> **WORK INSTRUCTION**:
Only an exact retyping of all the entries counts as an answer.

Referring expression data
========================================================================
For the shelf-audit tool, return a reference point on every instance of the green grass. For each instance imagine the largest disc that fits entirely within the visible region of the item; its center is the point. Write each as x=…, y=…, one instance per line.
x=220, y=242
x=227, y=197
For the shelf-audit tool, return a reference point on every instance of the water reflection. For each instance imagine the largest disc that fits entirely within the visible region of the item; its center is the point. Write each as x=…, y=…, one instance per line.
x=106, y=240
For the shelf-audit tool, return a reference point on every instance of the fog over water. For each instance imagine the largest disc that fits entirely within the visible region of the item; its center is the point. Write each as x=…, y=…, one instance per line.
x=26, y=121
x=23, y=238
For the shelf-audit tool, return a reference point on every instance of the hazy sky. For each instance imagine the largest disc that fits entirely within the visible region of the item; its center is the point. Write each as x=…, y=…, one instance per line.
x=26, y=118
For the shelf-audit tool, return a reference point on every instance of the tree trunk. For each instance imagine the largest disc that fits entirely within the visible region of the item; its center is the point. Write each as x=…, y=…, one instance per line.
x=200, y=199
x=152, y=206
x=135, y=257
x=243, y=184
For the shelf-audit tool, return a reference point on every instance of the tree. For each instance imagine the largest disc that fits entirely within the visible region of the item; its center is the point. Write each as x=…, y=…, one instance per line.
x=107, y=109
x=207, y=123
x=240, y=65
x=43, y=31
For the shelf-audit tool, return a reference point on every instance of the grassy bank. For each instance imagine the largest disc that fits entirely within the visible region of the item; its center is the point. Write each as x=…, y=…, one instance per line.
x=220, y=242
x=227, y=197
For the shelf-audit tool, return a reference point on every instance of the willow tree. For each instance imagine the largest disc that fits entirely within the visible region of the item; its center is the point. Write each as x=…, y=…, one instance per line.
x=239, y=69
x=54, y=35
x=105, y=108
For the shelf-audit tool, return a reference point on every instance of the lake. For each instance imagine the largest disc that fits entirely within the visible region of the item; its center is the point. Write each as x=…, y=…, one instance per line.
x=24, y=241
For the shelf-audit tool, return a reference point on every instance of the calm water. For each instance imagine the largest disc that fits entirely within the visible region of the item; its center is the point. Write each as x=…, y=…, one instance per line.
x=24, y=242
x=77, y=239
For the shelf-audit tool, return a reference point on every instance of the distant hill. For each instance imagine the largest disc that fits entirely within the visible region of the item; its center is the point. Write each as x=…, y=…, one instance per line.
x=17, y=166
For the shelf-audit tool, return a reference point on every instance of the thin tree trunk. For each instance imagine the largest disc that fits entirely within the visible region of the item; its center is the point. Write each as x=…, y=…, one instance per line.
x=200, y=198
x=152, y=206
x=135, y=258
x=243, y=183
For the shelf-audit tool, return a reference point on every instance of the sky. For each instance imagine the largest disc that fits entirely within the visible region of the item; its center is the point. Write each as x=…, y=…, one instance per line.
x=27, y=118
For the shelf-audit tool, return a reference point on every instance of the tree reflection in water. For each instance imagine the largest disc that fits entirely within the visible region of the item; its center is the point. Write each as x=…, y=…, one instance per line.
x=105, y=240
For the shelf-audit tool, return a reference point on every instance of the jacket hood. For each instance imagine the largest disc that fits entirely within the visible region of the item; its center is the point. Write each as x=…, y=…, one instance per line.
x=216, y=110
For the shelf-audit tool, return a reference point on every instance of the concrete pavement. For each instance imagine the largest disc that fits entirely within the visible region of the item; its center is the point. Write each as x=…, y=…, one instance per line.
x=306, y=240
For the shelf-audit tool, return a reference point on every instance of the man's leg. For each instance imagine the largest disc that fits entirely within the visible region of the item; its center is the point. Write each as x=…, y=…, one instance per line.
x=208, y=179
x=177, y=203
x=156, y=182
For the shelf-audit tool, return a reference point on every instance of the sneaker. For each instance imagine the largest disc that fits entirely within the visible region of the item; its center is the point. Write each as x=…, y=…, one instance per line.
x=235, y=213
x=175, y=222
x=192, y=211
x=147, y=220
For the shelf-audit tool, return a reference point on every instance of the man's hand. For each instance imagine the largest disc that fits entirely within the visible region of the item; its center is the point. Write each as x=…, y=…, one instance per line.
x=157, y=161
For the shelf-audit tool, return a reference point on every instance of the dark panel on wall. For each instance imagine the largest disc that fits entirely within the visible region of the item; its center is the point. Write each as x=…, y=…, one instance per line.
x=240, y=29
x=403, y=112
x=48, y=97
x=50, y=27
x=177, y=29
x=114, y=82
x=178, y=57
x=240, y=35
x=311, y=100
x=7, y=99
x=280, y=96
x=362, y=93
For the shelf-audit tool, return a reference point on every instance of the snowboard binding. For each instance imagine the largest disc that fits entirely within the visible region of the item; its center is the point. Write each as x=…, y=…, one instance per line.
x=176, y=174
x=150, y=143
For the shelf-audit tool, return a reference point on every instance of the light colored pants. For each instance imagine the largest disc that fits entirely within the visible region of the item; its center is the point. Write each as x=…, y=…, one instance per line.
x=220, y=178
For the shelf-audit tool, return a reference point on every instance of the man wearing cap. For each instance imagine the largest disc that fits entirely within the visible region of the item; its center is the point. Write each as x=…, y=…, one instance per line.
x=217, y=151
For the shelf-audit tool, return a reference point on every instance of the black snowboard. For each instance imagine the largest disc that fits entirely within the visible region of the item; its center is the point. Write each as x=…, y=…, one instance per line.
========================================================================
> **COMPLETED TASK**:
For the shelf-audit tool, return a reference point on every instance of the green grass. For each instance imagine the largest disc that fits entirely within the visible region of the item; its center is the point. Write each as x=…, y=…, one instance per line.
x=220, y=242
x=227, y=197
For the shelf-audit tool, return a reference point on every instance of the water reflection. For each instance imagine the largest disc that fits entirely within the visible region of the item; its center is the point. Write each as x=…, y=…, one instance per line.
x=106, y=240
For the shelf-audit tool, return a reference point on every instance of the fog over water. For each instance imagine the largest disc that fits entirely within the visible region of the item; its center is the point. Write each as x=…, y=…, one instance per line.
x=26, y=121
x=23, y=238
For the shelf-audit tool, return a reference point on every instance of the hazy sky. For each instance imagine the largest disc that fits entirely within the visible region of the item; its center is the point. Write each as x=…, y=…, one instance per line.
x=26, y=118
For the shelf-audit tool, return a reference point on every instance of the tree trunk. For each instance imagine the largest disc that fits entirely within the visible region of the item; its center is the point. Write each as x=…, y=…, one instance per line.
x=200, y=199
x=152, y=206
x=135, y=257
x=243, y=184
For the shelf-audit tool, return a reference point on every instance of the tree. For each instance imagine the largest disc that fits entirely within the visible region of the item; its center is the point. Write each as x=…, y=…, one instance per line.
x=107, y=109
x=207, y=123
x=240, y=65
x=43, y=31
For the shelf-audit tool, return a reference point on every instance of the grassy bank. For each instance imagine the largest disc that fits entirely within the visible region of the item; its center is the point. Write each as x=…, y=…, one instance per line.
x=220, y=242
x=227, y=197
For the shelf-audit tool, return a reference point on every instance of the willow tree. For each instance imagine the largest disc that fits entirely within the visible region of the item; its center is the point. Write each as x=…, y=…, one instance per line.
x=239, y=69
x=54, y=35
x=105, y=108
For the shelf-audit tool, return a reference point on every instance of the lake. For each instance imagine the largest disc that fits entirely within the visible region of the item; its center is the point. Write each as x=…, y=…, one instance per line.
x=24, y=241
For the shelf-audit tool, return a reference point on every instance of the calm water. For each instance imagine the largest disc that fits entirely within the visible region of the item; its center is the point. Write each as x=…, y=…, one instance per line.
x=24, y=242
x=77, y=239
For the shelf-audit tool, return a reference point on every instance of the distant hill. For each instance imagine the largest disc that fits entirely within the visible region of the item; its center is the point. Write each as x=…, y=…, one instance per line.
x=17, y=166
For the shelf-audit tool, return a reference point on every instance of the thin tree trunk. For each instance imagine the largest disc that fits entirely within the visible region of the item; its center is the point. Write each as x=…, y=…, one instance per line.
x=200, y=198
x=152, y=206
x=135, y=258
x=243, y=183
For the shelf-audit tool, return a reference point on every instance of the sky. For each instance imagine the largest disc that fits entirely within the visible region of the item; its center is the point. Write each as x=…, y=…, one instance per line.
x=27, y=118
For the shelf-audit tool, return a reference point on every instance of the tree reflection in water. For each instance imagine the largest disc that fits entirely within the visible region of the item; its center is the point. Write each as x=…, y=…, one instance per line.
x=105, y=240
For the shelf-audit tool, return a reference point on every instance of the jacket hood. For each instance imagine the largest disc that fits entirely within the visible region of the item; its center is the point. Write each as x=…, y=…, one instance per line.
x=216, y=110
For the shelf-audit tool, return a reference point on every instance of the concrete pavement. For each instance imagine the largest disc that fits entirely within the visible region of the item; its center is the point. Write each as x=…, y=…, one instance per line.
x=306, y=240
For the shelf-audit tool, return a reference point on every instance of the man's leg. For each instance imagine the largest disc that fits entirely within the visible region of the item; its center is the point. Write each as x=…, y=…, one instance per line.
x=208, y=179
x=177, y=203
x=156, y=182
For the shelf-audit tool, return a reference point on every instance of the sneaker. For each instance imagine the largest disc that fits entirely within the visible region of the item; its center is the point. Write each as x=…, y=…, one instance per line.
x=235, y=213
x=175, y=222
x=192, y=211
x=147, y=220
For the shelf-audit tool, return a reference point on every instance of the man's hand. For each instance imagine the largest disc that fits entirely within the visible region of the item; its center is the point. Write each as x=…, y=…, one instance per line.
x=157, y=161
For the shelf-audit tool, return a reference point on every instance of the dark panel on wall. For each instance imagine the largest disc that fits entirely within the visible region of the item; its center is the point. Write each as x=…, y=…, one instance per line.
x=240, y=29
x=403, y=112
x=48, y=97
x=50, y=27
x=177, y=29
x=114, y=82
x=178, y=57
x=240, y=35
x=311, y=100
x=7, y=99
x=280, y=96
x=362, y=93
For the shelf-audit tool, return a reference point on every instance of the snowboard binding. For each instance imagine the largest disc that fits entirely within the visible region of the item; its center is the point. Write each as x=…, y=…, one instance per line.
x=176, y=174
x=150, y=143
For the shelf-audit tool, return a reference point on every instance of the light colored pants. For each instance imagine the largest disc that fits entirely within the visible region of the item; its center is the point. Write each as x=…, y=…, one instance per line.
x=220, y=178
For the shelf-audit tool, return a reference point on every instance of the man wearing cap. For each instance imagine the largest disc that fits entirely within the visible region of the item; its center is the point. Write each as x=…, y=…, one instance per line.
x=217, y=151
For the shelf-audit tool, return a reference point on every instance of the black snowboard. For each instance imagine the largest disc that fits entirely within the visible region of the item; its center is the point. Write each as x=…, y=…, one instance per line.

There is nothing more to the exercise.